Set exercise 1 >>
Print the part of the privacy appeal decision from "The Police rely" up to and including "cases [Order P-339].", word for word.

Text segment >>

▼

Toronto Police Services Board


NATURE OF THE APPEAL:

 

The appellant submitted a request to the Toronto Police Services Board (the Police) under the Municipal Freedom of Information and Protection of Privacy Act (the Act) for access to “any records that show [a named individual] was awarded an ‘out of court’ settlement by the Toronto Police Services”.  The appellant provided additional information about the named individual (the affected person), including the amount he allegedly received from the Police.

 

The Police issued a decision in which they refused to confirm or deny the existence of any responsive records pursuant to section 14(5) (invasion of privacy) of the Act.

 

The appellant appealed this decision. 

 

Mediation of this appeal was not possible and the file was moved into adjudication. 

 

I first sought representations from the Police, and sent them a Notice of Inquiry setting out the facts and issues at adjudication.  The Police submitted representations in response.  I then sought representations from the appellant and sent him a copy of the Notice along with the non-confidential portions of the submissions made by the Police. 

 

The appellant also submitted representations in response.

 

DISCUSSION:

 

REFUSAL TO CONFIRM OR DENY THE EXISTENCE OF RECORDS AND THE PERSONAL INFORMATION EXEMPTION

 

Introduction

 

The Police rely on section 14(5) of the Act as the basis for their decision to refuse to confirm or deny whether responsive records exist. This section reads:

 

            A head may refuse to confirm or deny the existence of a record if disclosure of the record would constitute an unjustified invasion of personal privacy.

 

A requester in a section 14(5) situation is in a very different position from other requesters who have been denied access under the Act. By invoking section 14(5), the institution is denying the requester the right to know whether a record exists, even when one does not. This section provides institutions with a significant discretionary power, which should be exercised only in rare cases [Order P-339].

 

An institution relying on this section must do more than merely indicate that the disclosure of the record would constitute an unjustified invasion of personal privacy. An institution must provide sufficient evidence to demonstrate that disclosure of the mere existence of the requested record would convey information to the requester, and that the disclosure of this information would constitute an unjustified invasion of personal privacy [Orders P-339; P-808, upheld on judicial review in Ontario Hydro v. Ontario (Information and Privacy Commissioner), [1996] O.J. No. 1669, leave to appeal refused [1996] O.J. No. 3114 (C.A.)]

 

Before the Police may be permitted to exercise its discretion to invoke section 14(5), they must provide sufficient evidence to establish that:

 

 1.       Disclosure of the record (if it exists) would constitute an unjustified invasion of personal privacy; and

 

 2.        Disclosure of the fact that the record exists (or does not exist) would in itself convey information to the requester, and the nature of the information conveyed is such that disclosure would constitute an unjustified invasion of personal privacy [Order MO-1179].

▲

Items >>

▼

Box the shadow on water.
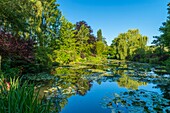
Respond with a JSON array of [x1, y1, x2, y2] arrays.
[[38, 61, 170, 113]]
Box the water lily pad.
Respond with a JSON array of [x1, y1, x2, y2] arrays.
[[103, 89, 170, 113]]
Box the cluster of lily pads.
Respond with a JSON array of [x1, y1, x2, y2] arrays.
[[102, 89, 170, 113]]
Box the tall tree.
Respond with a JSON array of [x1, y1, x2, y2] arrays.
[[97, 29, 103, 41], [111, 29, 148, 59], [53, 17, 76, 63], [152, 3, 170, 50]]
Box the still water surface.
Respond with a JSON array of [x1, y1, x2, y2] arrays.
[[42, 61, 170, 113]]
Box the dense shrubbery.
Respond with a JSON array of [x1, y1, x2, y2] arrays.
[[0, 75, 51, 113]]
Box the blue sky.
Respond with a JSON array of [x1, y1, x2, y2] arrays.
[[57, 0, 169, 45]]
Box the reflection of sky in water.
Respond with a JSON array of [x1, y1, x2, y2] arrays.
[[53, 61, 169, 113], [61, 81, 161, 113], [138, 83, 162, 94], [61, 82, 127, 113]]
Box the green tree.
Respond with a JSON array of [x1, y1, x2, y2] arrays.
[[97, 29, 103, 41], [75, 24, 90, 58], [53, 17, 76, 63], [111, 29, 148, 59]]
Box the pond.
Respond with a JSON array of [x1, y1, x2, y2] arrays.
[[39, 60, 170, 113]]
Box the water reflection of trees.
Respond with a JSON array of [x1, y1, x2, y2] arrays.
[[117, 75, 147, 90], [53, 68, 91, 95]]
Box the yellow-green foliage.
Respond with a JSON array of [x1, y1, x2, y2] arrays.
[[111, 29, 148, 59]]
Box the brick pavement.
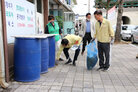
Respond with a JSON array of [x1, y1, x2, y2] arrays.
[[3, 44, 138, 92]]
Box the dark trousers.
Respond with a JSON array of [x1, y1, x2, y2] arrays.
[[82, 33, 92, 52], [98, 42, 110, 68], [63, 48, 80, 62]]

▲

Set exercise 2 >>
Turn the records from the line with "Box the brick pavement." through the end of the records into a numbered list, skipping any blank lines. Leave the pictures out.

Task result 1 >>
The Police rely on section 14(5) of the Act as the basis for their decision to refuse to confirm or deny whether responsive records exist. This section reads:

 

            A head may refuse to confirm or deny the existence of a record if disclosure of the record would constitute an unjustified invasion of personal privacy.

 

A requester in a section 14(5) situation is in a very different position from other requesters who have been denied access under the Act. By invoking section 14(5), the institution is denying the requester the right to know whether a record exists, even when one does not. This section provides institutions with a significant discretionary power, which should be exercised only in rare cases [Order P-339].

Task result 2 >>
1. Box the brick pavement.
2. Respond with a JSON array of [x1, y1, x2, y2] arrays.
3. [[3, 44, 138, 92]]
4. Box the dark trousers.
5. Respond with a JSON array of [x1, y1, x2, y2] arrays.
6. [[82, 33, 92, 52], [98, 42, 110, 68], [63, 48, 80, 62]]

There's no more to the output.